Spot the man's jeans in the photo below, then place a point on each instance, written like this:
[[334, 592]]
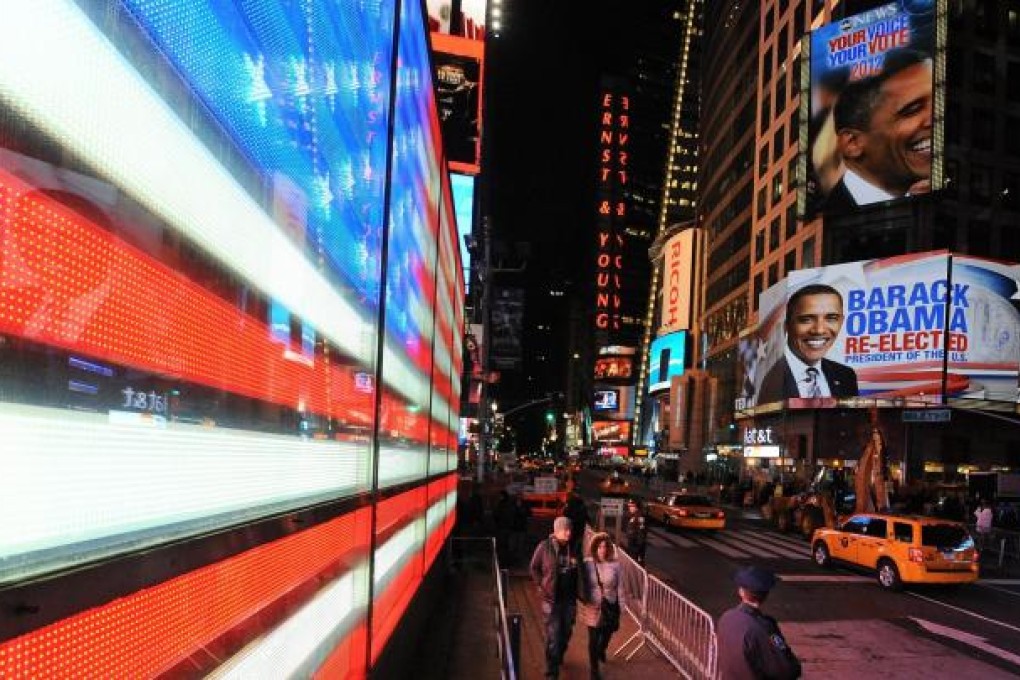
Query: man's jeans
[[559, 624]]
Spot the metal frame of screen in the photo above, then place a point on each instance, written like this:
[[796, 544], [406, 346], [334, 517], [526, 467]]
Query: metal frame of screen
[[230, 340]]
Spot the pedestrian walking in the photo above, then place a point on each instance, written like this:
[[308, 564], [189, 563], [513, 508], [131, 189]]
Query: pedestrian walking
[[750, 642], [602, 611], [555, 568], [635, 531], [576, 512], [983, 517]]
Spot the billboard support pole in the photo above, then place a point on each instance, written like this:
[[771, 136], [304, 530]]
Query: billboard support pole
[[946, 327]]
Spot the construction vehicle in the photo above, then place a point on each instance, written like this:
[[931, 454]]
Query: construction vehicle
[[829, 495]]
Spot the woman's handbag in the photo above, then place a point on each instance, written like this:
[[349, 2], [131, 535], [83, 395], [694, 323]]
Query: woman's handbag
[[609, 613]]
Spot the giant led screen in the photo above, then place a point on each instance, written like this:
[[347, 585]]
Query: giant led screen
[[896, 331], [666, 357], [871, 126], [192, 253]]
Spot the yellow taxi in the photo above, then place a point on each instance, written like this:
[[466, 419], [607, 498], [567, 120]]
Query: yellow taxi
[[901, 550], [686, 511]]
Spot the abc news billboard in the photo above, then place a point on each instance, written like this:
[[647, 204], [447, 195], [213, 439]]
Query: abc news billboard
[[870, 132], [879, 329]]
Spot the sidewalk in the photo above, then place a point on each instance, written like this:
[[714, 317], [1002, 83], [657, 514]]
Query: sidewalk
[[461, 638], [523, 598]]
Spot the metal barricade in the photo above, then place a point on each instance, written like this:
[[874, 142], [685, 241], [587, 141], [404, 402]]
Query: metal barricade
[[507, 625], [682, 632]]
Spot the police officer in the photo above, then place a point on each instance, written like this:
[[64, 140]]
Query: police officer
[[751, 645]]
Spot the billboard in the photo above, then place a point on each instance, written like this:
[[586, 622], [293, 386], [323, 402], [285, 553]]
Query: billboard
[[881, 329], [459, 73], [614, 368], [611, 430], [870, 132], [677, 282], [665, 360], [508, 315], [606, 400], [462, 189]]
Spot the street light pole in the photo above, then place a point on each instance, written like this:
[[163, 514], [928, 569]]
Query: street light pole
[[485, 417]]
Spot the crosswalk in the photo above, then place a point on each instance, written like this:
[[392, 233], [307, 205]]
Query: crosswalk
[[736, 543]]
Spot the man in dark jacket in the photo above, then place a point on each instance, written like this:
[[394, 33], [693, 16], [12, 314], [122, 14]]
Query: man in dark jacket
[[575, 511], [555, 571], [751, 644], [635, 531]]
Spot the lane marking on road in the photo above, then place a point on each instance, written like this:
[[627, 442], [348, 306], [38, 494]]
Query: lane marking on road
[[741, 542], [676, 540], [798, 553], [998, 589], [793, 542], [722, 547], [822, 578], [968, 612], [973, 640]]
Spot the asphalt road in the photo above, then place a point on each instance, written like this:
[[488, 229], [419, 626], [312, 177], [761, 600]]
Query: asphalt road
[[838, 621]]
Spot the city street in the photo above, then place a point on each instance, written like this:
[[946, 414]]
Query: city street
[[838, 621]]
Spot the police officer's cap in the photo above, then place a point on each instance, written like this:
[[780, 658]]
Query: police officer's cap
[[755, 579]]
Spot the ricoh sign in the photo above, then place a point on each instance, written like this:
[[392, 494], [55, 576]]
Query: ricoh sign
[[676, 282]]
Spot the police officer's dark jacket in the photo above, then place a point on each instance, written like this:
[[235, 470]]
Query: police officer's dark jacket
[[752, 647]]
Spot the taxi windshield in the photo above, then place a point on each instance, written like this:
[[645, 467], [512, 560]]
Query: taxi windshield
[[945, 536]]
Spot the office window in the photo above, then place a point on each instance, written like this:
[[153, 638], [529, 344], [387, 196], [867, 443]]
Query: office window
[[789, 262], [980, 184], [983, 128], [979, 238], [983, 73], [779, 142], [951, 178], [952, 123], [808, 254], [1013, 140], [780, 93]]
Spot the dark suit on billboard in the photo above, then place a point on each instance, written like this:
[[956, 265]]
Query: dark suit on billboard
[[780, 383], [839, 199]]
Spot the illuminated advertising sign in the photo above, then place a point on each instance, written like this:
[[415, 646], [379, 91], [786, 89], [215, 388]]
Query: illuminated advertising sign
[[459, 72], [462, 188], [613, 368], [614, 137], [611, 430], [870, 109], [676, 282], [881, 329], [665, 360], [606, 400]]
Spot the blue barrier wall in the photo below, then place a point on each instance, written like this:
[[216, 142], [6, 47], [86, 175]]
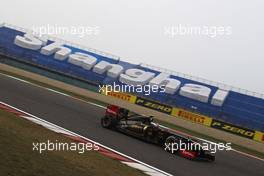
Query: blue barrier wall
[[238, 109]]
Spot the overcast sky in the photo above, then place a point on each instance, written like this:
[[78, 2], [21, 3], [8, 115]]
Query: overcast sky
[[140, 31]]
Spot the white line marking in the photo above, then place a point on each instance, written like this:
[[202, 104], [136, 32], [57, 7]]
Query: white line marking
[[75, 134], [100, 106]]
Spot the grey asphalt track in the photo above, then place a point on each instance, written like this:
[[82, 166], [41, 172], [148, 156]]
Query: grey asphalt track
[[84, 119]]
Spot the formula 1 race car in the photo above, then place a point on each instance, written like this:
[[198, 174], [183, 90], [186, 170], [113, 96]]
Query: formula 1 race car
[[144, 128]]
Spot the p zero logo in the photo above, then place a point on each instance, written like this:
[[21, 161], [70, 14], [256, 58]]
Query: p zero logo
[[154, 105], [247, 133]]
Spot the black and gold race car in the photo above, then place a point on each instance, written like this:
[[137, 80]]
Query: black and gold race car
[[144, 128]]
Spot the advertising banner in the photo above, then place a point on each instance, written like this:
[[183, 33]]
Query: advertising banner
[[247, 133], [197, 118]]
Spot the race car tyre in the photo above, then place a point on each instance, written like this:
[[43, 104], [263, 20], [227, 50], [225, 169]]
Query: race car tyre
[[171, 144], [107, 122]]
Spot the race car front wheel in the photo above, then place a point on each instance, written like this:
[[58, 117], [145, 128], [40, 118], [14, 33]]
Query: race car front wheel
[[107, 122], [171, 144]]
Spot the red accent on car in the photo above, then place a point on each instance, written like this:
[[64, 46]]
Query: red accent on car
[[188, 154], [112, 109]]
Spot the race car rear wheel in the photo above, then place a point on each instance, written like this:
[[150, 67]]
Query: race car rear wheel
[[107, 122], [171, 144]]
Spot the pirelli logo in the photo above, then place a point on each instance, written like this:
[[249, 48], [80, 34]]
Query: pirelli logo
[[154, 105], [196, 118], [247, 133]]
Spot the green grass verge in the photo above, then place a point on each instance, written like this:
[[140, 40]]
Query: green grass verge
[[18, 158], [173, 126]]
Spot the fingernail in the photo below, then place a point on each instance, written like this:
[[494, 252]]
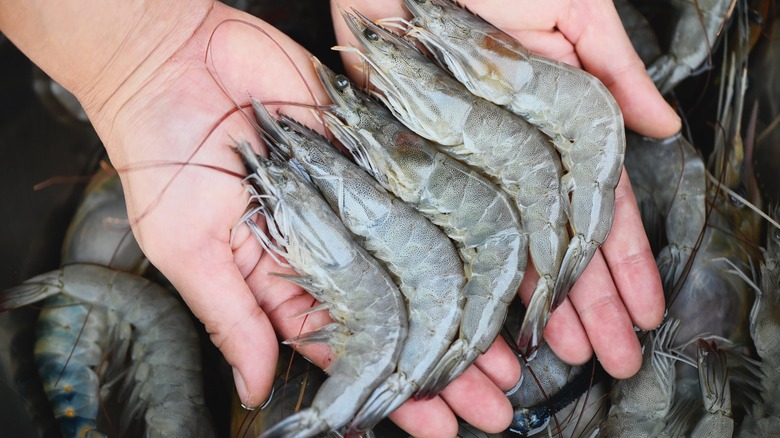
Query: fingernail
[[243, 391]]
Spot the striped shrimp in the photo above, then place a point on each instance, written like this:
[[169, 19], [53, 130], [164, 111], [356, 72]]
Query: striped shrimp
[[162, 385], [96, 233], [370, 321], [471, 210], [423, 259], [764, 416], [571, 106], [517, 155]]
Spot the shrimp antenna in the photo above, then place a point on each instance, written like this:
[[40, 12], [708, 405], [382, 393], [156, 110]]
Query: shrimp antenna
[[210, 55]]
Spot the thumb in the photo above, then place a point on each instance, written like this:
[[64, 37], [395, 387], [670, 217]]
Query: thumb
[[606, 52], [217, 294]]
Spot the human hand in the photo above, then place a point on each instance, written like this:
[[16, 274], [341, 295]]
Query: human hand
[[599, 314], [156, 112]]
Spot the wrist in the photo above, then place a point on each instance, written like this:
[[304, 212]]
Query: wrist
[[101, 50]]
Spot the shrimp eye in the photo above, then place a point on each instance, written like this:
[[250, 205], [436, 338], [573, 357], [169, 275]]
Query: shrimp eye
[[341, 82], [370, 34]]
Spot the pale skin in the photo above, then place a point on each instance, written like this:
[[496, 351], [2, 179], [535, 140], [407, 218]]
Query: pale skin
[[138, 68]]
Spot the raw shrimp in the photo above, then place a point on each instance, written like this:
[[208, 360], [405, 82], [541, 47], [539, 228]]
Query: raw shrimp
[[23, 404], [639, 32], [717, 420], [418, 253], [764, 417], [100, 231], [570, 105], [162, 385], [517, 155], [370, 321], [536, 418], [641, 403], [697, 26], [671, 173], [474, 212], [71, 342]]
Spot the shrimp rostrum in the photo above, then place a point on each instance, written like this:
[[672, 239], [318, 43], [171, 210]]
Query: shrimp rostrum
[[474, 212], [370, 321], [518, 157], [569, 105], [163, 386], [422, 258]]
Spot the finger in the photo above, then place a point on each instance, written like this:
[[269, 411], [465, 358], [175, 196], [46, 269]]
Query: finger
[[500, 365], [631, 261], [215, 291], [426, 418], [473, 397], [606, 320], [285, 304], [606, 52], [564, 332]]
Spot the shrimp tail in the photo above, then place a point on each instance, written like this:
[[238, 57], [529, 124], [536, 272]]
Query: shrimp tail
[[384, 400], [537, 315], [304, 423], [32, 291], [331, 335], [577, 257], [452, 364]]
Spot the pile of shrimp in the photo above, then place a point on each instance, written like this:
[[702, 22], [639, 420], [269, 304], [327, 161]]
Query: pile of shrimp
[[710, 368], [106, 337], [453, 183], [451, 188], [419, 133]]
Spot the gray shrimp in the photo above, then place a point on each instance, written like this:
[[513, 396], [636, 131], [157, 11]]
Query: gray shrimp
[[697, 26], [370, 320], [417, 252], [671, 174], [717, 419], [763, 418], [100, 231], [641, 403], [569, 105], [475, 213], [163, 385], [517, 155]]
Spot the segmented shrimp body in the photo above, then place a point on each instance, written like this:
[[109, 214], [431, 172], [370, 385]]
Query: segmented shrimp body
[[370, 320], [641, 403], [519, 157], [422, 258], [571, 106], [473, 211], [163, 386]]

※ ※ ※

# Stated goal
Duplicate the lines of the listing above, from the line with "Spot the police officer in" up to and including the line with "[[575, 511], [555, 571], [751, 644], [635, 531]]".

# Exercise solution
Spot the police officer in the photo above, then place a point on each instance, written like this:
[[64, 140]]
Query: police officer
[[751, 645]]
Spot the billboard in the photo above, then place a point on each instance, written like this:
[[586, 622], [293, 386], [323, 402], [285, 553]]
Query: billboard
[[881, 329], [459, 73], [614, 368], [611, 430], [870, 132], [677, 282], [665, 360], [508, 315], [606, 400], [462, 189]]
Spot the street light pole in the photo above, then place a point on each instance, written like this:
[[163, 514], [928, 569]]
Query: street light pole
[[485, 417]]
Spot the crosswalk in the photo above, then place a point on each instance, written like this:
[[392, 233], [307, 205]]
Query: crosswalk
[[736, 543]]
Spot the man in dark jacket in the photo above, then place a point on each instance, written like this:
[[394, 33], [693, 16], [12, 314], [122, 14]]
Query: man in dark jacket
[[575, 511], [555, 571], [751, 644], [635, 531]]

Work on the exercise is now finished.